Set problem: Copy the material below word for word, from start to finish, but leave out the pictures.

Data excerpts:
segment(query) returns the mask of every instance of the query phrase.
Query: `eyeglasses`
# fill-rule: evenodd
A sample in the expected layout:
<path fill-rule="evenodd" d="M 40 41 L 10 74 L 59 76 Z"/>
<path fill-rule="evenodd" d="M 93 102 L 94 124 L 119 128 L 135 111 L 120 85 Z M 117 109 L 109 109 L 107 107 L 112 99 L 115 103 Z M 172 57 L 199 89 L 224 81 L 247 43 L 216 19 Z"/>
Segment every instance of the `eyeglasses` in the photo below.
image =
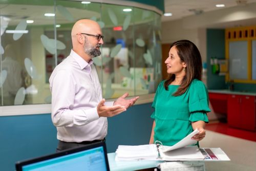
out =
<path fill-rule="evenodd" d="M 103 38 L 104 37 L 103 36 L 102 36 L 102 35 L 100 35 L 100 34 L 98 34 L 98 35 L 94 35 L 94 34 L 87 34 L 87 33 L 81 33 L 80 34 L 85 34 L 85 35 L 87 35 L 88 36 L 93 36 L 93 37 L 95 37 L 96 38 L 97 38 L 97 39 L 98 40 L 98 41 L 99 41 L 100 40 L 100 39 L 102 38 L 102 40 L 103 40 Z"/>

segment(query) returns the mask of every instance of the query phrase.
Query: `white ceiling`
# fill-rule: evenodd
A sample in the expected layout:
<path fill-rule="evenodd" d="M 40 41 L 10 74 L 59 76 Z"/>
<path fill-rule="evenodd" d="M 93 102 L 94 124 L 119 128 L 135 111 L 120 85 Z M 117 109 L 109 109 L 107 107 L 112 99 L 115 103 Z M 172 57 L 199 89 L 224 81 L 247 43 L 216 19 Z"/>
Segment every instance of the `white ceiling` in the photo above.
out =
<path fill-rule="evenodd" d="M 162 22 L 253 3 L 256 3 L 256 0 L 164 0 L 165 12 L 172 13 L 173 15 L 163 15 Z M 215 6 L 217 4 L 224 4 L 225 7 L 217 8 Z"/>

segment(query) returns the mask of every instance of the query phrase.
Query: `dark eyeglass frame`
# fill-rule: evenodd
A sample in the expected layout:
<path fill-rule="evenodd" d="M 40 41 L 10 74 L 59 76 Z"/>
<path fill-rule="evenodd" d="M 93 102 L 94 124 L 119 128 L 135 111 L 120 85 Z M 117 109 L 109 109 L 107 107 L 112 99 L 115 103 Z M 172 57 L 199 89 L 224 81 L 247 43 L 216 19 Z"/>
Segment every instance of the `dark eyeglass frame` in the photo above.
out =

The output:
segment(query) returns the mask of every instance of the query phrase.
Query: `eyeglasses`
# fill-rule: evenodd
A sample in the expected layout:
<path fill-rule="evenodd" d="M 40 41 L 10 74 L 59 76 Z"/>
<path fill-rule="evenodd" d="M 93 102 L 94 124 L 119 128 L 135 111 L 120 85 Z M 117 109 L 109 109 L 107 107 L 112 99 L 115 103 Z M 172 57 L 199 89 L 224 81 L 247 43 L 216 19 Z"/>
Segment every instance of the `eyeglasses` in the photo below.
image =
out =
<path fill-rule="evenodd" d="M 103 38 L 104 37 L 103 36 L 102 36 L 102 35 L 100 35 L 100 34 L 98 34 L 98 35 L 94 35 L 94 34 L 87 34 L 87 33 L 81 33 L 80 34 L 85 34 L 85 35 L 87 35 L 88 36 L 93 36 L 93 37 L 95 37 L 96 38 L 97 38 L 97 39 L 98 40 L 98 41 L 99 41 L 100 40 L 100 39 L 102 38 L 102 40 L 103 40 Z"/>

segment(query) returns the mask of every instance of the query phrase.
Query: `white ceiling`
# fill-rule: evenodd
A sample in the expected layout:
<path fill-rule="evenodd" d="M 40 41 L 10 74 L 59 76 Z"/>
<path fill-rule="evenodd" d="M 93 102 L 94 124 L 119 128 L 135 111 L 120 85 Z M 117 109 L 109 109 L 107 107 L 112 99 L 115 103 Z M 172 57 L 199 89 L 224 81 L 247 43 L 216 19 Z"/>
Segment every instance of the `white ceiling` in the photo above.
out =
<path fill-rule="evenodd" d="M 162 22 L 253 3 L 256 3 L 256 0 L 164 0 L 165 12 L 172 13 L 173 15 L 163 15 Z M 215 6 L 217 4 L 224 4 L 225 7 L 217 8 Z"/>

segment(query) returns the mask of every instance of the query phrase.
Query: `dark eyeglass frame`
# fill-rule: evenodd
A sample in the expected layout:
<path fill-rule="evenodd" d="M 40 41 L 10 74 L 59 76 Z"/>
<path fill-rule="evenodd" d="M 93 102 L 94 124 L 119 128 L 135 111 L 120 85 Z M 117 109 L 109 109 L 107 107 L 112 99 L 115 103 Z M 172 57 L 199 89 L 224 81 L 247 43 L 216 19 Z"/>
Segment every instance of the `dark eyeglass frame` in the photo above.
out =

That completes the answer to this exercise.